---------- SOURCE DATA

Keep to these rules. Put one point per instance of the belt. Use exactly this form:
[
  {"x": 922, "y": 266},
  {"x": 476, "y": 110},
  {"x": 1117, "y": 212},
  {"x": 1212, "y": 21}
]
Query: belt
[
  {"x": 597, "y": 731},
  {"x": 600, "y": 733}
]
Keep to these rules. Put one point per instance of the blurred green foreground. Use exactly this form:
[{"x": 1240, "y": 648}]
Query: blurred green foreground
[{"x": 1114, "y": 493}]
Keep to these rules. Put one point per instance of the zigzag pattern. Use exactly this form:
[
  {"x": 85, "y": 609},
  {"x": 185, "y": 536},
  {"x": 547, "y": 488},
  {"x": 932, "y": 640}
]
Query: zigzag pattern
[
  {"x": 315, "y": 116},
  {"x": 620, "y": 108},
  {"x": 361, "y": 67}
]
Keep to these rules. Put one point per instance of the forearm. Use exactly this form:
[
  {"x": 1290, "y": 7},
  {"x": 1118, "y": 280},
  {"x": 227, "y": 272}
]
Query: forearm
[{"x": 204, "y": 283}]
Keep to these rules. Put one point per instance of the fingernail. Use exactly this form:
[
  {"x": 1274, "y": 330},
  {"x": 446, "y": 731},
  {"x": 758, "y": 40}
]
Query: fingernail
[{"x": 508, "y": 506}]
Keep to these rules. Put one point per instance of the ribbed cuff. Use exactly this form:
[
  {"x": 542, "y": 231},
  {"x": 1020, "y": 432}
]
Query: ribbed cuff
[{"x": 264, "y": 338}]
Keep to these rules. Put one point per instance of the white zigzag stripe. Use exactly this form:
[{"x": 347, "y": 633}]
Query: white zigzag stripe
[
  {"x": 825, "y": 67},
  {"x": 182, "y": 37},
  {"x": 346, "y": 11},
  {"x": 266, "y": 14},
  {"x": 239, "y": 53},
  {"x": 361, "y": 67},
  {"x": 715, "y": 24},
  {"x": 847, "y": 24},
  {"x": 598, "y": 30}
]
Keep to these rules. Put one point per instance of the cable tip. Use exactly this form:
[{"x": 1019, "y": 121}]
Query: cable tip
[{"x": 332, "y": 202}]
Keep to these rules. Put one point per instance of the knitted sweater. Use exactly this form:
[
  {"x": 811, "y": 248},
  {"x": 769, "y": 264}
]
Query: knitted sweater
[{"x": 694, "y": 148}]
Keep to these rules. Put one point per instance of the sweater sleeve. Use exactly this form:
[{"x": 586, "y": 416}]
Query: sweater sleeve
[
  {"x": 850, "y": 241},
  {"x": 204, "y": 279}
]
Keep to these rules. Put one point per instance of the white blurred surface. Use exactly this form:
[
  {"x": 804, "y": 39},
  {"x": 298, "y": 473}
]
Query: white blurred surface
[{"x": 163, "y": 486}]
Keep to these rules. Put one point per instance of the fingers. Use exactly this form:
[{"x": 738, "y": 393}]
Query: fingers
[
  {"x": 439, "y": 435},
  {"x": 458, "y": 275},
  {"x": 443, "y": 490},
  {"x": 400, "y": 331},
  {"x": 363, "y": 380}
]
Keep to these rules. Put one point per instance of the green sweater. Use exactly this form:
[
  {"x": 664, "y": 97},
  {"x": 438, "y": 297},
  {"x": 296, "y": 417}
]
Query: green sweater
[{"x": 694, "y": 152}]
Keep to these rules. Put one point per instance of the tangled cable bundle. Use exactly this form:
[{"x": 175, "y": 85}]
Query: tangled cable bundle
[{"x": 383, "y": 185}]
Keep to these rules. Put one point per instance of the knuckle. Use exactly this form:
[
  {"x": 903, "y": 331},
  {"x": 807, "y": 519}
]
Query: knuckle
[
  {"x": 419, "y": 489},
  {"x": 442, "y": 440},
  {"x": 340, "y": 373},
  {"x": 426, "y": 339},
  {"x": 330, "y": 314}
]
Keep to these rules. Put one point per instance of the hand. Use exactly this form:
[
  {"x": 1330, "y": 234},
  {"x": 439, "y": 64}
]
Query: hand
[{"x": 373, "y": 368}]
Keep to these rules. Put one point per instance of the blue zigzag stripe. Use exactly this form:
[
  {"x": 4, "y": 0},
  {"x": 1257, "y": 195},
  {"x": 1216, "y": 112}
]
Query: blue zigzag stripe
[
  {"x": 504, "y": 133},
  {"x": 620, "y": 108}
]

--------------------
---------- SOURCE DATA

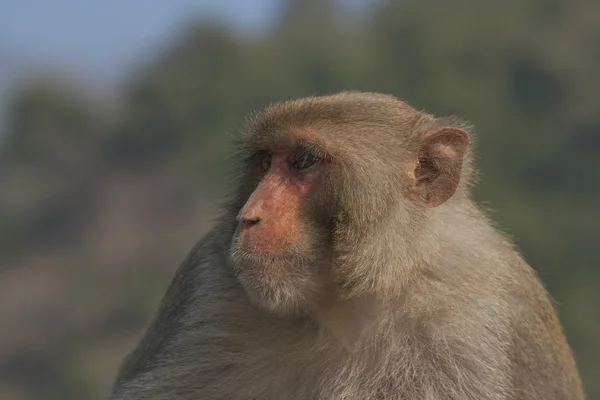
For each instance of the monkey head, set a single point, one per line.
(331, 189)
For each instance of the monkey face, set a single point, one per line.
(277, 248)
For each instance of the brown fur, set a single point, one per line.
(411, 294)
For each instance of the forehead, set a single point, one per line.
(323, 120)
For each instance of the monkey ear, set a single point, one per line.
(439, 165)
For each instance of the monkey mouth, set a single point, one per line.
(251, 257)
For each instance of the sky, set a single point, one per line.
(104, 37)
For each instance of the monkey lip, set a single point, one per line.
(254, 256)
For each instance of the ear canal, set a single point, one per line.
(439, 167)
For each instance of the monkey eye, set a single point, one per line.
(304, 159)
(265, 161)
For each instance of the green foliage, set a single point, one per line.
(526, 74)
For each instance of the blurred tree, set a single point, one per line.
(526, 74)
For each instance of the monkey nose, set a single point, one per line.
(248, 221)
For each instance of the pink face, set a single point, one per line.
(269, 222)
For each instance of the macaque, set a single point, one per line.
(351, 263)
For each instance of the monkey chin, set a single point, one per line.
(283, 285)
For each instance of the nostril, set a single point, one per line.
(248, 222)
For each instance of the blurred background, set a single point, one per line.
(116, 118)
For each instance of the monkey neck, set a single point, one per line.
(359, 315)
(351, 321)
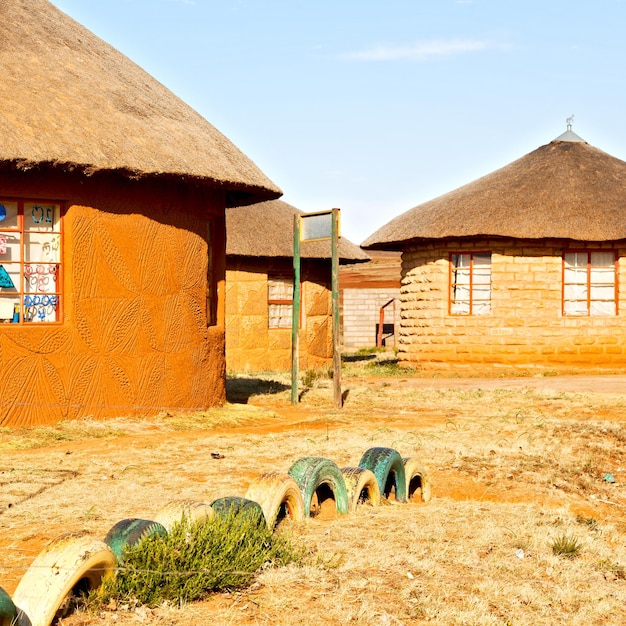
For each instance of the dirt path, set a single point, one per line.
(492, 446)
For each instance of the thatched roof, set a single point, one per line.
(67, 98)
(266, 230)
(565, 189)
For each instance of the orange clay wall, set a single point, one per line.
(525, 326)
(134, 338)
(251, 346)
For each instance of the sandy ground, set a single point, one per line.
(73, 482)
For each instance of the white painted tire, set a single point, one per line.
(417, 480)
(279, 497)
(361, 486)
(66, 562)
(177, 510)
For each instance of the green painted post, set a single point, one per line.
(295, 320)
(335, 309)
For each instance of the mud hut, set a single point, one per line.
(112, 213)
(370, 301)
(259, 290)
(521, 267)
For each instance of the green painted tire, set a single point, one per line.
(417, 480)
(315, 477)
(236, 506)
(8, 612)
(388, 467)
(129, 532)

--------------------

Reproduce only the lines above, starting at the line with "of the belt." and ending at the line with "the white zigzag", exactly as written.

Keep to these rules. Put one point per instance of the belt. Use exactly this form:
[
  {"x": 922, "y": 266},
  {"x": 476, "y": 110},
  {"x": 1117, "y": 212},
  {"x": 1212, "y": 21}
]
Query: belt
[
  {"x": 597, "y": 731},
  {"x": 600, "y": 733}
]
Keep to these rules. Put one point per instance of the blurred green foreground. Use exactly this form:
[{"x": 1240, "y": 648}]
Query: blurred green foreground
[{"x": 1114, "y": 493}]
Keep to these rules. Put one point per instance of the zigzag pattern. Use exactly this form:
[
  {"x": 85, "y": 609},
  {"x": 185, "y": 536},
  {"x": 547, "y": 488},
  {"x": 932, "y": 640}
]
Query: zigzag pattern
[
  {"x": 315, "y": 116},
  {"x": 620, "y": 108},
  {"x": 361, "y": 67}
]
Keep to these rules. Put one point per instance of the forearm. Use exactly this form:
[
  {"x": 1290, "y": 7},
  {"x": 1118, "y": 280},
  {"x": 227, "y": 272}
]
Query: forearm
[{"x": 204, "y": 283}]
Keep to these rules. Put one point per instance of the fingernail. Use exactly this form:
[
  {"x": 1274, "y": 330},
  {"x": 446, "y": 731},
  {"x": 758, "y": 40}
]
Query: fingernail
[{"x": 508, "y": 506}]
Keep to these rules. Put one point per instance of the ribbed cuff. Use exactly this form:
[
  {"x": 542, "y": 231},
  {"x": 1020, "y": 432}
]
Query: ribbed cuff
[{"x": 264, "y": 338}]
Keep to these rules. Put one point per instance of the white zigzag stripe. Use exactly this form:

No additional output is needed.